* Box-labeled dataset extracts
--- Begin ---

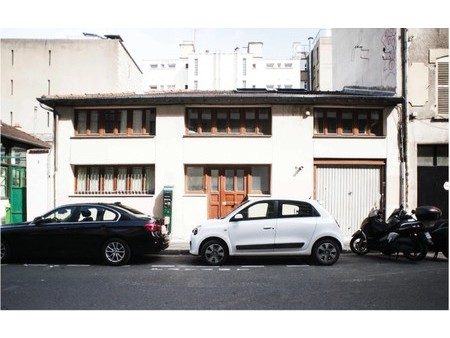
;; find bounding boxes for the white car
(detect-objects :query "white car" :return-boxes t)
[190,198,343,265]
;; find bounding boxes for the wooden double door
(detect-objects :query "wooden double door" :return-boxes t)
[206,167,250,218]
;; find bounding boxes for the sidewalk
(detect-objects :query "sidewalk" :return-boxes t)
[161,237,351,255]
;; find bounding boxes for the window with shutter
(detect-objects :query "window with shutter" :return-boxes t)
[436,56,449,116]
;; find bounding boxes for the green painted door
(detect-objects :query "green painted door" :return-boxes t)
[10,166,27,223]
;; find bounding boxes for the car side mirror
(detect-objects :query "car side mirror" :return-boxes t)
[233,214,244,221]
[33,216,43,224]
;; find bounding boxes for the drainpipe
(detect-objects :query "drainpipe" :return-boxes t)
[308,37,313,91]
[400,28,409,208]
[40,103,59,208]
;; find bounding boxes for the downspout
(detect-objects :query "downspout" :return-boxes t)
[400,28,409,207]
[308,37,313,91]
[40,103,59,208]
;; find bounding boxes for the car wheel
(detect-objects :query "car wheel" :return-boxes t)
[0,241,11,263]
[312,238,340,265]
[200,239,228,265]
[102,238,131,265]
[350,237,369,255]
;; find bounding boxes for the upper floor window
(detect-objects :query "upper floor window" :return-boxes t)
[314,108,383,136]
[186,108,272,135]
[436,56,448,116]
[75,108,156,136]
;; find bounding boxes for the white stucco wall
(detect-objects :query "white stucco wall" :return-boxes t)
[26,151,52,221]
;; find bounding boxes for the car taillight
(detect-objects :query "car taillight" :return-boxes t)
[145,222,161,232]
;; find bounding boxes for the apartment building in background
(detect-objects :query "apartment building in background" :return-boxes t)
[143,41,307,91]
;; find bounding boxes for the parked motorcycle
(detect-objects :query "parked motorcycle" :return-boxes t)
[350,206,430,261]
[412,206,448,258]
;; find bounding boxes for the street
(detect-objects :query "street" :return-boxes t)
[1,253,449,310]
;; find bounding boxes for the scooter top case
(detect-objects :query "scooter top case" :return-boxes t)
[414,206,442,221]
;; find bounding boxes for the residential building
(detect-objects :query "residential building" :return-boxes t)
[311,30,333,91]
[0,35,142,220]
[0,36,142,142]
[328,28,448,217]
[38,89,401,241]
[0,122,51,223]
[143,41,306,91]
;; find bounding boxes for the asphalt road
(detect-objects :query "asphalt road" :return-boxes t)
[1,253,449,310]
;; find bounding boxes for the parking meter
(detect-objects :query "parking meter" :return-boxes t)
[163,186,173,234]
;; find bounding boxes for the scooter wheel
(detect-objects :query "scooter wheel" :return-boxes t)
[350,237,369,256]
[403,240,428,261]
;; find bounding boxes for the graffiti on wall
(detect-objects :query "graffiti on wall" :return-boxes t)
[381,28,397,79]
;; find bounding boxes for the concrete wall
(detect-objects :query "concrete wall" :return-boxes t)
[332,28,400,92]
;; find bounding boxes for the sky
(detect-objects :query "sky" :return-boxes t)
[0,27,319,63]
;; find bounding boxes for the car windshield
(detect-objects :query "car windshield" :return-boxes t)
[220,200,250,219]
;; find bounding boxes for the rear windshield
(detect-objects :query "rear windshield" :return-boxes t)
[115,204,147,217]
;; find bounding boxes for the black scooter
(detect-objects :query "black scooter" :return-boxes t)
[350,206,430,261]
[412,206,448,259]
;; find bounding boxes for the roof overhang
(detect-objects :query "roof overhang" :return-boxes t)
[0,122,52,149]
[37,90,402,108]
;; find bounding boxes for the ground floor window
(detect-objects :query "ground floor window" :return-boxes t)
[185,165,270,194]
[75,165,155,194]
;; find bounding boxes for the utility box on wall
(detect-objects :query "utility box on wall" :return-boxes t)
[163,186,173,234]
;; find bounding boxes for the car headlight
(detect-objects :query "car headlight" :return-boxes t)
[192,227,200,236]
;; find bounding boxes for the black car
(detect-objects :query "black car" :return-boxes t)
[1,203,169,265]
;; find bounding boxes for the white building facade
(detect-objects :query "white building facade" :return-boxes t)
[143,42,306,91]
[40,91,399,241]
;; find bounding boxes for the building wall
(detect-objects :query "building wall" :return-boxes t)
[0,39,142,217]
[52,101,398,241]
[332,28,401,92]
[402,28,449,208]
[0,39,142,141]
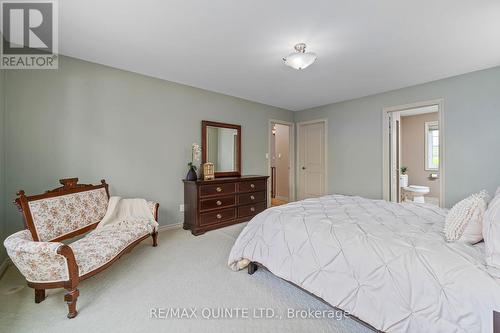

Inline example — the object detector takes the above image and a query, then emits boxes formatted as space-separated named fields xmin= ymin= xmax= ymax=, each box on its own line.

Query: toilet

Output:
xmin=403 ymin=185 xmax=430 ymax=203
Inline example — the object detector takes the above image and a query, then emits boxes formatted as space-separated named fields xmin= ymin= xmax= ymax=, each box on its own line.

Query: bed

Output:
xmin=228 ymin=195 xmax=500 ymax=333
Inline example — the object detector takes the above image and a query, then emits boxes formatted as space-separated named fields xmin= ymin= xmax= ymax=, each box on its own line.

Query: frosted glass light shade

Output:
xmin=283 ymin=52 xmax=316 ymax=70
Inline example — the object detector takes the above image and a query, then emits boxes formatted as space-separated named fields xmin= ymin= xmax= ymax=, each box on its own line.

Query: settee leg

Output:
xmin=248 ymin=262 xmax=258 ymax=275
xmin=64 ymin=288 xmax=80 ymax=319
xmin=151 ymin=231 xmax=158 ymax=247
xmin=35 ymin=289 xmax=45 ymax=303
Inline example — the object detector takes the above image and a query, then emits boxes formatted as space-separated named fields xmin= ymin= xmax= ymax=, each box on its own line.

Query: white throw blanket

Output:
xmin=95 ymin=197 xmax=158 ymax=230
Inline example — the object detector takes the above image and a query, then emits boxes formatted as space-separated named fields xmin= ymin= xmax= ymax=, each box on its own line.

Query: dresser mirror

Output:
xmin=201 ymin=120 xmax=241 ymax=178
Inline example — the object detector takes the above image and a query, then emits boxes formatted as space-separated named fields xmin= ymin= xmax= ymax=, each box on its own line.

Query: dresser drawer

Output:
xmin=200 ymin=208 xmax=236 ymax=225
xmin=200 ymin=195 xmax=236 ymax=210
xmin=238 ymin=192 xmax=266 ymax=205
xmin=238 ymin=180 xmax=267 ymax=192
xmin=200 ymin=183 xmax=236 ymax=197
xmin=238 ymin=202 xmax=267 ymax=217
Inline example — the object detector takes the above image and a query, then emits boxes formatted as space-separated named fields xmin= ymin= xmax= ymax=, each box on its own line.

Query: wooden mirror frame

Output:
xmin=201 ymin=120 xmax=241 ymax=178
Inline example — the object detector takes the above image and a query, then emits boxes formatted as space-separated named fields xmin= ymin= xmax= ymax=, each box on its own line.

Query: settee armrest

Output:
xmin=4 ymin=230 xmax=69 ymax=283
xmin=147 ymin=201 xmax=160 ymax=222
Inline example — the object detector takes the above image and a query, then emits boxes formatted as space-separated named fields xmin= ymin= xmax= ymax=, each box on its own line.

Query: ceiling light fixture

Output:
xmin=283 ymin=43 xmax=317 ymax=70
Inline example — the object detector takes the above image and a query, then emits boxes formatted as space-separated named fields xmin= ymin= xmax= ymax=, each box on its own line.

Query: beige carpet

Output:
xmin=0 ymin=225 xmax=371 ymax=333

--- End ---

* WHAT NEEDS TO BE DONE
Edit the rows from their beginning through the line containing "[161,237,351,255]" by replacing "find" with "locate" and leaving everything else unchanged. Omit the pictures from your answer.

* THE ANSWER
;; locate bounding boxes for the white car
(detect-objects :query "white car" :return-boxes t)
[190,198,343,265]
;; locate bounding boxes for the wooden double door
(detect-objects :query "wooden double door" :return-boxes t)
[206,167,250,218]
;; locate bounding boxes for the sidewalk
(detect-objects :query "sidewalk" :return-boxes t)
[161,237,351,255]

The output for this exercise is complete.